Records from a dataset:
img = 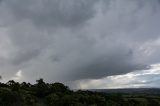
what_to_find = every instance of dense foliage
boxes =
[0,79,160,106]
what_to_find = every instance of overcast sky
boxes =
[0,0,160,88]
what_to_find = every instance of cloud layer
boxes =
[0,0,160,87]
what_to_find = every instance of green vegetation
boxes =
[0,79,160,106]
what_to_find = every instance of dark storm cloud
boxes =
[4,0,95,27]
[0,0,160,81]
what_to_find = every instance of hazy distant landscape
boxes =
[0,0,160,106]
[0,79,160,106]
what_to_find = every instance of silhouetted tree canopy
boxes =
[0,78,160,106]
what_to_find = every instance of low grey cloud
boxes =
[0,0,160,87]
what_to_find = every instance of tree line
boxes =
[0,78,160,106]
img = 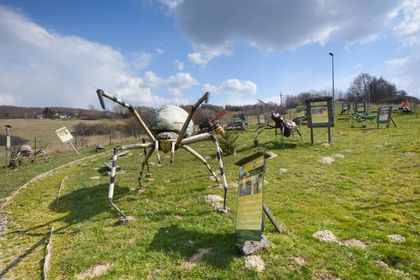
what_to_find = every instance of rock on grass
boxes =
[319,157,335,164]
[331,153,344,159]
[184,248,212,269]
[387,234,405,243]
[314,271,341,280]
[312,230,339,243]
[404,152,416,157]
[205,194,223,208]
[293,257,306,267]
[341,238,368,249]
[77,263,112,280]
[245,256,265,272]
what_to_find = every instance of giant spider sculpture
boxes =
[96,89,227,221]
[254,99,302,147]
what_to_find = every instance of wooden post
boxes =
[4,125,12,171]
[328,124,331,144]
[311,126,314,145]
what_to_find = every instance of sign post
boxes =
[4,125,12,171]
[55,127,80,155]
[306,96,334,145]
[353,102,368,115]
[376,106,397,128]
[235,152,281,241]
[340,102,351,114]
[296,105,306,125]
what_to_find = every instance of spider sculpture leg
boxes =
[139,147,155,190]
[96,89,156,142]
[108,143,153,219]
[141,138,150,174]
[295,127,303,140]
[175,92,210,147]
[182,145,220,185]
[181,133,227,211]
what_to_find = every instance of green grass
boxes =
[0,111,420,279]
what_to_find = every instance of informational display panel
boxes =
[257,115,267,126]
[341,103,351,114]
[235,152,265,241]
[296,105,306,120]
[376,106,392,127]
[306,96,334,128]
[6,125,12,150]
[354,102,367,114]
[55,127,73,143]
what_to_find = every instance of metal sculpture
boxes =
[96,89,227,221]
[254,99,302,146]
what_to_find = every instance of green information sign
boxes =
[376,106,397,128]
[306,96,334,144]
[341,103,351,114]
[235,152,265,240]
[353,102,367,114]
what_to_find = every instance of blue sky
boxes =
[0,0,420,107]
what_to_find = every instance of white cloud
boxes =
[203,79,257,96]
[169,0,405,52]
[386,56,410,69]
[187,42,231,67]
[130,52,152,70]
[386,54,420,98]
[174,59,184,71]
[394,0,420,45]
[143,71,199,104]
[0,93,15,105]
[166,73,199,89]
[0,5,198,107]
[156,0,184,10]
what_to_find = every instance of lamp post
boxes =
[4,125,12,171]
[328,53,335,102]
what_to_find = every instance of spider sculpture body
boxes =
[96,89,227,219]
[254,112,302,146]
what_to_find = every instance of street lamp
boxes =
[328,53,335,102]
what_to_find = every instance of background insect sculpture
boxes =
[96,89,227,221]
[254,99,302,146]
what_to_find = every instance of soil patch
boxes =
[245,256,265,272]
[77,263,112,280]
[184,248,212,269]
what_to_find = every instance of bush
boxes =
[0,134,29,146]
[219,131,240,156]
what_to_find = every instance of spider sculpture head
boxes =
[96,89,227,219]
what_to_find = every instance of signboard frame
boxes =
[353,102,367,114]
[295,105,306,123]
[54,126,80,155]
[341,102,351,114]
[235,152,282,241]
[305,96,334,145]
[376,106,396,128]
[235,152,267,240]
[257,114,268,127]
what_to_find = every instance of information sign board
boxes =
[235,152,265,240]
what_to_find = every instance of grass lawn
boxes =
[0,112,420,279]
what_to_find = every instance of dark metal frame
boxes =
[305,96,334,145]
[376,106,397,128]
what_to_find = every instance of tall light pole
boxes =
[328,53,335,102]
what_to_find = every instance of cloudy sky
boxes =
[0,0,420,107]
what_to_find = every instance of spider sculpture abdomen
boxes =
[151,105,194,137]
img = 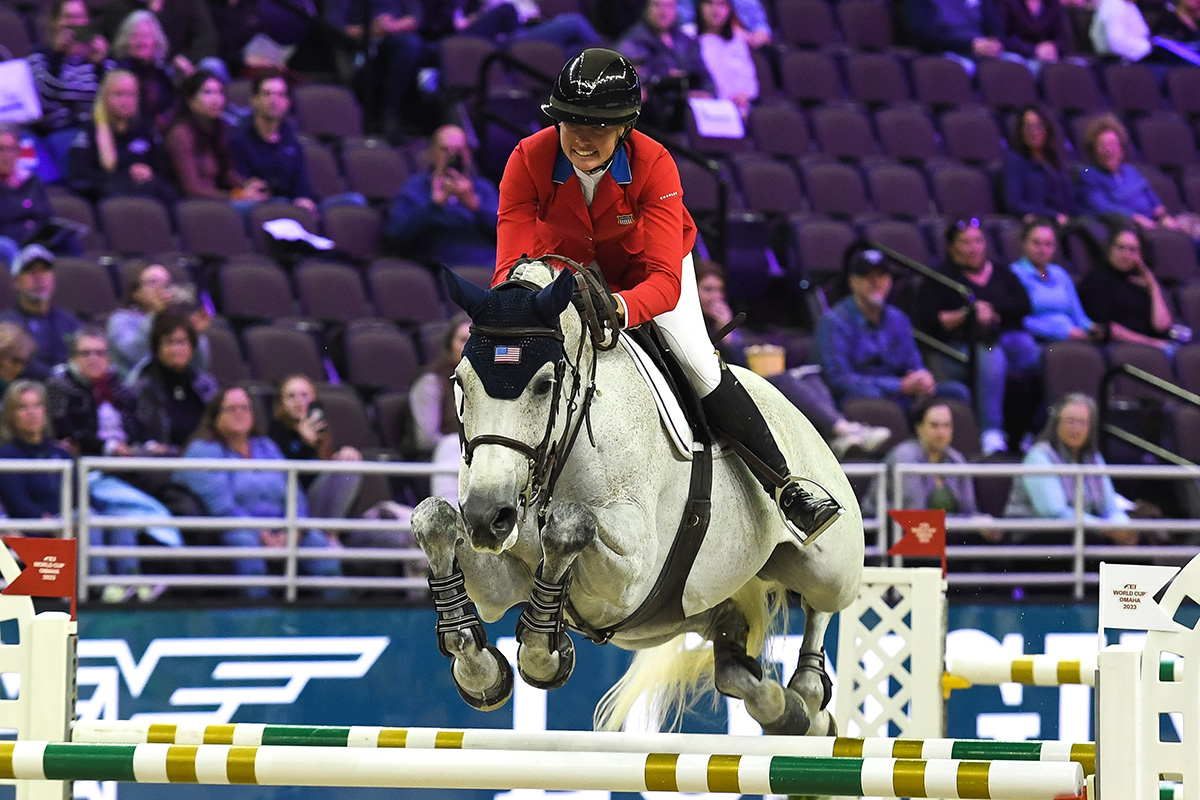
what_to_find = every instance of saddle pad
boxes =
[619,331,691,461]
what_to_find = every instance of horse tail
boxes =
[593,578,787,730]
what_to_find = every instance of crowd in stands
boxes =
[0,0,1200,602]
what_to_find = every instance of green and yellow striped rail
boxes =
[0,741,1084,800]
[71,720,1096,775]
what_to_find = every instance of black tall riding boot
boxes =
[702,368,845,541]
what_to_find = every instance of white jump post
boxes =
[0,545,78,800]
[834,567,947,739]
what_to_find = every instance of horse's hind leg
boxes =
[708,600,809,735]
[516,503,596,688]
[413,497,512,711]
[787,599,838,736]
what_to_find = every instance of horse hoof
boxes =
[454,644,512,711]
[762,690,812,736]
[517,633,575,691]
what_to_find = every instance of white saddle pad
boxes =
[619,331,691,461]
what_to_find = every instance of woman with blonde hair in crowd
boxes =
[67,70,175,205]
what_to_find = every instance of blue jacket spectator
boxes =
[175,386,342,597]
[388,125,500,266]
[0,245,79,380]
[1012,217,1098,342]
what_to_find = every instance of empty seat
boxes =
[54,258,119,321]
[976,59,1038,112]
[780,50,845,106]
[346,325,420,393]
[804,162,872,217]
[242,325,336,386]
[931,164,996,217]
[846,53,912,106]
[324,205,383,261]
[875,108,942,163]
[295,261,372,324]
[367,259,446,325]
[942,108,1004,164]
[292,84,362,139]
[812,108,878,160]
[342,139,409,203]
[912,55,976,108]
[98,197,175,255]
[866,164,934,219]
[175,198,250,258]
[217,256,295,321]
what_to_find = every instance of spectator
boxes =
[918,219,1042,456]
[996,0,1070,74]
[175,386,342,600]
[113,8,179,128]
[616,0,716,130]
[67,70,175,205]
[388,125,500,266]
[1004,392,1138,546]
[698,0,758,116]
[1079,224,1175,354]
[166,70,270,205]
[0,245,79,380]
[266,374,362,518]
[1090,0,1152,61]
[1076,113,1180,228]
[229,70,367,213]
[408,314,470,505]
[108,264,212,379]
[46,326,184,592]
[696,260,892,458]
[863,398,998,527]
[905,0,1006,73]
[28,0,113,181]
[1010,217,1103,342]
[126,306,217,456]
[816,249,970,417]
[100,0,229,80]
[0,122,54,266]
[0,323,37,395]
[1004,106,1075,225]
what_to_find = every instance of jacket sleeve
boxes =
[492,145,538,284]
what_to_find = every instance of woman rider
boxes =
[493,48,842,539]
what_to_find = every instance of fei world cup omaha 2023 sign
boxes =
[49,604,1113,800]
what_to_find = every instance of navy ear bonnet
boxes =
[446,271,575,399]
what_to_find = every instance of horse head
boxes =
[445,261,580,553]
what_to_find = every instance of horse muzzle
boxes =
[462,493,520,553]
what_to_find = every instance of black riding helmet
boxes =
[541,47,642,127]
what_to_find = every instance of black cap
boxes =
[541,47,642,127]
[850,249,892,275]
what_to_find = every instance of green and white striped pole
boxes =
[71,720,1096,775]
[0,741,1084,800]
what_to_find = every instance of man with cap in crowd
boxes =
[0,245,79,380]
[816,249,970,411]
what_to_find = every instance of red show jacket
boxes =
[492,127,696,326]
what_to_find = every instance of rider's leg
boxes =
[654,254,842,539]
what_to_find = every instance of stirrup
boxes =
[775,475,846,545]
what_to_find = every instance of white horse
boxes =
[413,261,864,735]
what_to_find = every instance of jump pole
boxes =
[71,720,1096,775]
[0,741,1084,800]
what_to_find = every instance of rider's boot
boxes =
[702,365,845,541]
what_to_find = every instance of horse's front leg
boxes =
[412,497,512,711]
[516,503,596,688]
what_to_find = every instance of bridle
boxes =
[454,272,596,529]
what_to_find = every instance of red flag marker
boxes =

- _WHAT YOU WILL DO_
Lay out every line of the rows above as a JSON list of strings, one string per line, skipping any blank lines. Leave the pictures out of your answer.

- _REPLY TO THE TASK_
[
  "img = ",
  "what_to_find = every instance of dense foliage",
  "boxes =",
  "[0,79,160,106]",
  "what_to_find = every instance of overcast sky",
  "boxes =",
  "[0,0,160,88]",
  "what_to_find = every instance of cloud layer",
  "boxes =",
  "[0,0,160,87]",
  "what_to_find = every instance of green vegetation",
  "boxes =",
  "[0,79,160,106]",
  "what_to_find = every instance of dark storm cloud",
  "boxes =",
  "[4,0,95,27]",
  "[0,0,160,81]",
  "what_to_find = every instance of hazy distant landscape",
  "boxes =",
  "[0,0,160,106]",
  "[0,79,160,106]",
  "what_to_find = every instance of silhouetted tree canopy",
  "boxes =",
  "[0,78,160,106]",
  "what_to_find = every instance of low grey cloud",
  "boxes =",
  "[0,0,160,87]",
  "what_to_find = every instance of tree line",
  "boxes =",
  "[0,78,160,106]",
  "img = ",
  "what_to_find = every instance of rock on grass",
  "boxes =",
  "[319,157,335,164]",
  "[331,153,344,159]",
  "[184,248,212,269]",
  "[387,234,405,243]",
  "[314,271,341,280]",
  "[312,230,339,243]",
  "[404,152,416,157]",
  "[205,194,223,208]",
  "[293,257,306,267]",
  "[341,238,368,249]",
  "[77,263,112,280]",
  "[245,256,265,272]",
  "what_to_find = every instance of giant spider sculpture",
  "boxes =",
  "[96,89,227,221]",
  "[254,99,302,147]",
  "what_to_find = every instance of wooden post",
  "boxes =",
  "[4,125,12,171]",
  "[328,124,331,144]",
  "[311,126,314,145]",
  "what_to_find = every instance of sign post",
  "boxes =",
  "[4,125,12,171]",
  "[55,127,80,155]",
  "[306,96,334,145]",
  "[353,102,368,115]",
  "[376,106,397,128]",
  "[235,152,281,241]",
  "[340,102,351,114]",
  "[296,105,306,125]",
  "what_to_find = every instance of spider sculpture leg",
  "boxes =",
  "[139,147,155,190]",
  "[96,89,156,142]",
  "[108,143,153,219]",
  "[141,138,150,174]",
  "[295,127,303,140]",
  "[175,92,210,147]",
  "[182,145,220,185]",
  "[181,133,227,211]",
  "what_to_find = every instance of green grass",
  "boxes =",
  "[0,111,420,279]",
  "what_to_find = every instance of informational display panel",
  "boxes =",
  "[257,115,267,126]",
  "[341,103,351,114]",
  "[235,152,265,241]",
  "[296,105,306,120]",
  "[376,106,392,127]",
  "[306,96,334,128]",
  "[6,125,12,150]",
  "[354,102,367,114]",
  "[55,127,73,143]",
  "what_to_find = every instance of metal sculpture",
  "boxes =",
  "[96,89,227,221]",
  "[254,99,302,146]",
  "what_to_find = every instance of green information sign",
  "boxes =",
  "[376,106,397,128]",
  "[306,96,334,144]",
  "[341,103,351,114]",
  "[235,152,265,240]",
  "[353,102,367,114]",
  "what_to_find = every instance of blue sky",
  "boxes =",
  "[0,0,420,107]",
  "what_to_find = every instance of white cloud",
  "boxes =",
  "[203,79,257,96]",
  "[169,0,405,52]",
  "[386,56,410,69]",
  "[187,42,231,67]",
  "[130,52,152,70]",
  "[386,54,420,98]",
  "[174,59,184,71]",
  "[394,0,420,45]",
  "[143,71,199,104]",
  "[0,93,15,105]",
  "[166,73,199,89]",
  "[0,5,198,107]",
  "[156,0,184,10]",
  "what_to_find = every instance of lamp post",
  "boxes =",
  "[4,125,12,171]",
  "[328,53,335,102]",
  "what_to_find = every instance of spider sculpture body",
  "boxes =",
  "[96,89,227,219]",
  "[254,112,302,146]",
  "what_to_find = every instance of street lamp",
  "boxes =",
  "[328,53,335,102]",
  "what_to_find = every instance of background insect sculpture",
  "boxes =",
  "[96,89,227,221]",
  "[254,99,302,146]",
  "what_to_find = every instance of soil patch",
  "boxes =",
  "[245,256,265,272]",
  "[77,263,112,280]",
  "[184,248,212,269]",
  "what_to_find = every instance of bush",
  "boxes =",
  "[0,134,29,146]",
  "[219,131,240,156]",
  "what_to_find = every instance of spider sculpture head",
  "boxes =",
  "[96,89,227,219]",
  "what_to_find = every instance of signboard frame",
  "boxes =",
  "[353,102,367,114]",
  "[295,105,306,123]",
  "[54,126,80,155]",
  "[341,102,351,114]",
  "[235,152,282,241]",
  "[305,96,334,145]",
  "[376,106,396,128]",
  "[235,152,267,240]",
  "[257,114,268,127]",
  "what_to_find = every instance of information sign board",
  "boxes =",
  "[235,152,265,240]",
  "what_to_find = every instance of grass lawn",
  "boxes =",
  "[0,112,420,279]",
  "what_to_find = every instance of dark metal frame",
  "boxes =",
  "[305,96,334,145]",
  "[376,106,397,128]",
  "what_to_find = every instance of tall light pole",
  "boxes =",
  "[328,53,335,102]",
  "what_to_find = every instance of cloudy sky",
  "boxes =",
  "[0,0,420,107]",
  "what_to_find = every instance of spider sculpture abdomen",
  "boxes =",
  "[151,105,194,137]",
  "img = ",
  "what_to_find = every instance of saddle pad",
  "boxes =",
  "[619,331,691,461]",
  "what_to_find = every instance of horse tail",
  "boxes =",
  "[593,578,787,730]",
  "what_to_find = every instance of crowd in stands",
  "boxes =",
  "[0,0,1200,602]",
  "what_to_find = every instance of green and yellow striped rail",
  "boxes =",
  "[0,741,1084,800]",
  "[71,720,1096,775]",
  "what_to_find = every instance of black tall riding boot",
  "boxes =",
  "[702,368,845,541]",
  "what_to_find = every instance of white jump post",
  "boxes =",
  "[0,545,78,800]",
  "[834,567,947,739]",
  "what_to_find = every instance of horse's hind leg",
  "boxes =",
  "[708,600,809,735]",
  "[516,503,596,688]",
  "[413,497,512,711]",
  "[787,599,838,736]",
  "what_to_find = every instance of horse hoof",
  "boxes =",
  "[454,644,512,711]",
  "[762,690,812,736]",
  "[517,633,575,691]",
  "what_to_find = every instance of white saddle pad",
  "boxes =",
  "[619,331,691,461]",
  "what_to_find = every instance of woman with blonde hair in crowd",
  "boxes =",
  "[67,70,175,205]",
  "what_to_find = every instance of blue jacket spectator",
  "boxes =",
  "[175,386,342,597]",
  "[388,125,500,266]",
  "[0,245,79,380]",
  "[1012,217,1098,342]",
  "what_to_find = every instance of empty seat",
  "boxes =",
  "[54,258,119,321]",
  "[976,59,1038,112]",
  "[780,50,845,106]",
  "[346,325,420,393]",
  "[804,162,872,217]",
  "[242,325,336,386]",
  "[931,164,996,217]",
  "[846,53,912,106]",
  "[324,205,383,261]",
  "[875,108,942,163]",
  "[295,261,372,324]",
  "[367,259,446,325]",
  "[942,108,1004,164]",
  "[292,84,362,139]",
  "[812,108,878,160]",
  "[342,139,409,203]",
  "[912,55,976,108]",
  "[98,197,175,255]",
  "[866,164,934,219]",
  "[175,198,250,258]",
  "[217,256,295,321]",
  "what_to_find = every instance of spectator",
  "boxes =",
  "[918,219,1042,456]",
  "[996,0,1070,74]",
  "[175,386,342,600]",
  "[113,8,179,128]",
  "[616,0,716,130]",
  "[67,70,175,205]",
  "[388,125,500,266]",
  "[1004,392,1138,546]",
  "[698,0,758,116]",
  "[1079,224,1175,354]",
  "[166,70,270,205]",
  "[0,245,79,380]",
  "[266,374,362,518]",
  "[1090,0,1152,61]",
  "[1076,113,1180,228]",
  "[229,70,367,213]",
  "[408,314,470,505]",
  "[108,264,212,379]",
  "[46,326,184,592]",
  "[696,260,892,458]",
  "[863,398,998,527]",
  "[905,0,1006,73]",
  "[28,0,113,181]",
  "[1010,217,1103,342]",
  "[126,306,217,456]",
  "[816,249,970,417]",
  "[100,0,229,80]",
  "[0,122,54,266]",
  "[0,323,37,395]",
  "[1004,106,1075,225]",
  "what_to_find = every instance of jacket sleeve",
  "boxes =",
  "[492,145,538,284]",
  "what_to_find = every instance of woman rider",
  "boxes =",
  "[493,48,842,539]",
  "what_to_find = every instance of fei world cup omaha 2023 sign",
  "boxes =",
  "[49,604,1113,800]",
  "what_to_find = every instance of navy ear bonnet",
  "boxes =",
  "[446,271,575,399]",
  "what_to_find = every instance of horse head",
  "boxes =",
  "[445,261,580,553]",
  "what_to_find = every instance of horse muzzle",
  "boxes =",
  "[462,493,520,553]",
  "what_to_find = every instance of black riding helmet",
  "boxes =",
  "[541,47,642,127]",
  "what_to_find = every instance of black cap",
  "boxes =",
  "[541,47,642,127]",
  "[850,249,892,275]",
  "what_to_find = every instance of green and white striped pole",
  "boxes =",
  "[71,720,1096,775]",
  "[0,741,1084,800]",
  "what_to_find = every instance of man with cap in crowd",
  "boxes =",
  "[0,245,79,380]",
  "[816,249,970,411]",
  "what_to_find = every instance of red show jacket",
  "boxes =",
  "[492,127,696,326]",
  "what_to_find = every instance of rider's leg",
  "boxes =",
  "[654,254,842,539]",
  "what_to_find = every instance of stirrup",
  "boxes =",
  "[775,475,846,545]",
  "what_to_find = every instance of white horse",
  "boxes =",
  "[413,261,864,735]",
  "what_to_find = every instance of jump pole",
  "boxes =",
  "[71,720,1096,775]",
  "[0,741,1084,800]",
  "what_to_find = every instance of rider's boot",
  "boxes =",
  "[702,365,845,541]",
  "what_to_find = every instance of horse's front leg",
  "boxes =",
  "[412,497,512,711]",
  "[516,503,596,688]",
  "what_to_find = every instance of bridle",
  "boxes =",
  "[454,272,596,529]",
  "what_to_find = every instance of red flag marker",
  "boxes ="
]